> WRITTEN TASK A:
Copy out the Phaeleh interview below word for word, in full.

● ● ● ● ●

Matt Preston is certainly an interesting fellow. Making ambient electronic music under the guise of Phaeleh, he’s been in the game since 2008’s Reflections EP, all the way to present day with the current album Tides. Having a solid fanbase following his beautiful live shows and actually purchasing his music (he told me that fans who pirated his music actually tried to buy him beers at gigs after feeling bad for it after the show), he’s become a regular name on many DJ circuits. We caught up with him after Horizon Festival for a quick chat about his past, his present and the increasingly exciting future.
Firstly, I need to say what an honour it was to meet you over in Bulgaria. I should also probably apologise for grabbing you immediately after your set, but sometimes you’ve just got to go for it! I know you were only there for a day or two, but how did you find Horizon Festival?
It’s probably the sensible option, I’ve turned into one of those annoying DJs who runs away after they’ve played! I didn’t get a chance to see the rest of the festival, but thought the setting was great for that stage, and looked like everyone had been having a great time!
Yeah, the setting of the large, outdoor Tofana stage was perfect for your style of music. The snow surrounding everyone, the setting sun, the start of the lights, it all added to your unique ambient beats. How was it for you personally compared to playing somewhere back here in the UK?
Every show is always different, regardless of where it is. I personally find festivals a bit harder than club gigs, as you never know whether people are there to see you or someone else, but I see it as a good chance to play a few different styles.
It was my first time over there, and actually the first international festival I’ve gone to. The set up’s quite bizarre compared to the UK fests, don’t you think?

● ● ● ● ●

> WRITTEN TASK B:
Reproduce the lines of the records, beginning at the line that contains "outline yellow wall" and stopping after the line that contains "Draw the outline of every instance of the yellow".

> DATASET RECORDS:
● ● ● ● ●

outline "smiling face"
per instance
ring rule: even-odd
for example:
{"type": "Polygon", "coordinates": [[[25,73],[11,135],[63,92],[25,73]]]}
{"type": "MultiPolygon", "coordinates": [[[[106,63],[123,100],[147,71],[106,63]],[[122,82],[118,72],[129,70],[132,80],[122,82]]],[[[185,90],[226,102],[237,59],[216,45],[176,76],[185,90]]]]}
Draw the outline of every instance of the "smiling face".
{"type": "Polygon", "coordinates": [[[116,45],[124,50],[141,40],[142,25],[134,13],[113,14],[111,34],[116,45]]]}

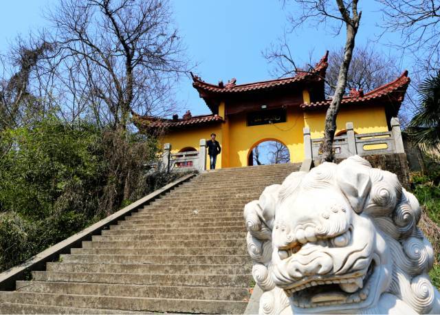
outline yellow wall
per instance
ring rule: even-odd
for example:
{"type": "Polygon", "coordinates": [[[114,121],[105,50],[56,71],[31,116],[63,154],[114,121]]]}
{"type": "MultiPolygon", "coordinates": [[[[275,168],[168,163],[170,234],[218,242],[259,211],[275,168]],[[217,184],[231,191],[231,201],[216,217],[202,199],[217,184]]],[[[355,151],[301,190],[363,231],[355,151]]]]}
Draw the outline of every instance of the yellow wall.
{"type": "MultiPolygon", "coordinates": [[[[219,112],[224,115],[223,102],[221,103],[219,112]]],[[[200,139],[208,140],[210,133],[214,132],[221,146],[222,151],[217,157],[217,168],[221,169],[248,165],[248,154],[256,144],[266,140],[276,140],[287,146],[291,162],[297,163],[304,159],[302,128],[310,128],[312,138],[322,138],[324,118],[325,111],[305,112],[289,108],[285,122],[248,127],[246,114],[241,113],[217,125],[173,131],[164,137],[162,143],[170,143],[172,153],[186,146],[199,150],[200,139]]],[[[385,111],[382,107],[342,109],[338,115],[336,132],[345,129],[348,122],[353,123],[358,133],[388,131],[385,111]]],[[[209,158],[207,158],[206,169],[209,169],[209,158]]]]}
{"type": "MultiPolygon", "coordinates": [[[[190,129],[182,129],[178,131],[173,131],[165,135],[162,140],[162,147],[164,143],[171,144],[171,153],[176,153],[181,149],[186,146],[192,146],[199,151],[200,145],[200,139],[210,138],[210,134],[214,133],[217,135],[217,140],[221,144],[223,143],[223,138],[221,136],[221,125],[219,123],[213,126],[204,126],[197,128],[192,127],[190,129]]],[[[223,149],[223,145],[221,145],[223,149]]],[[[217,156],[216,169],[221,168],[221,154],[217,156]]],[[[209,169],[209,156],[206,159],[206,169],[209,169]]]]}
{"type": "MultiPolygon", "coordinates": [[[[312,139],[324,135],[325,111],[305,111],[305,125],[310,128],[312,139]]],[[[353,122],[354,130],[358,133],[388,131],[386,117],[383,107],[342,108],[336,118],[336,133],[345,129],[346,122],[353,122]]]]}
{"type": "Polygon", "coordinates": [[[246,115],[243,113],[232,116],[229,123],[230,167],[248,165],[250,151],[265,140],[276,140],[285,144],[292,162],[304,159],[304,119],[299,109],[289,109],[285,122],[248,127],[246,115]]]}

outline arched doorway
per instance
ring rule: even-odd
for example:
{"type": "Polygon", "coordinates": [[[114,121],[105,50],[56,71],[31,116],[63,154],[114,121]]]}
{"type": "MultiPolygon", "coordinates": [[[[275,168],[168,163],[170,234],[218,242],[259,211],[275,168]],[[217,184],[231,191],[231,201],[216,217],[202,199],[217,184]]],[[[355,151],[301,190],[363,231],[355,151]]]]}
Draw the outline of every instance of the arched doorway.
{"type": "Polygon", "coordinates": [[[248,166],[289,163],[289,149],[276,139],[265,139],[256,142],[248,153],[248,166]]]}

● ● ● ● ●

> EXERCISE OUTPUT A:
Matt Preston is certainly an interesting fellow. Making ambient electronic music under the guise of Phaeleh, he’s been in the game since 2008’s Reflections EP, all the way to present day with the current album Tides. Having a solid fanbase following his beautiful live shows and actually purchasing his music (he told me that fans who pirated his music actually tried to buy him beers at gigs after feeling bad for it after the show), he’s become a regular name on many DJ circuits. We caught up with him after Horizon Festival for a quick chat about his past, his present and the increasingly exciting future.
Firstly, I need to say what an honour it was to meet you over in Bulgaria. I should also probably apologise for grabbing you immediately after your set, but sometimes you’ve just got to go for it! I know you were only there for a day or two, but how did you find Horizon Festival?
It’s probably the sensible option, I’ve turned into one of those annoying DJs who runs away after they’ve played! I didn’t get a chance to see the rest of the festival, but thought the setting was great for that stage, and looked like everyone had been having a great time!
Yeah, the setting of the large, outdoor Tofana stage was perfect for your style of music. The snow surrounding everyone, the setting sun, the start of the lights, it all added to your unique ambient beats. How was it for you personally compared to playing somewhere back here in the UK?
Every show is always different, regardless of where it is. I personally find festivals a bit harder than club gigs, as you never know whether people are there to see you or someone else, but I see it as a good chance to play a few different styles.
It was my first time over there, and actually the first international festival I’ve gone to. The set up’s quite bizarre compared to the UK fests, don’t you think?

> EXERCISE OUTPUT B:
outline yellow wall
per instance
ring rule: even-odd
for example:
{"type": "Polygon", "coordinates": [[[114,121],[105,50],[56,71],[31,116],[63,154],[114,121]]]}
{"type": "MultiPolygon", "coordinates": [[[[275,168],[168,163],[170,234],[218,242],[259,211],[275,168]],[[217,184],[231,191],[231,201],[216,217],[202,199],[217,184]]],[[[355,151],[301,190],[363,231],[355,151]]]]}
Draw the outline of every instance of the yellow wall.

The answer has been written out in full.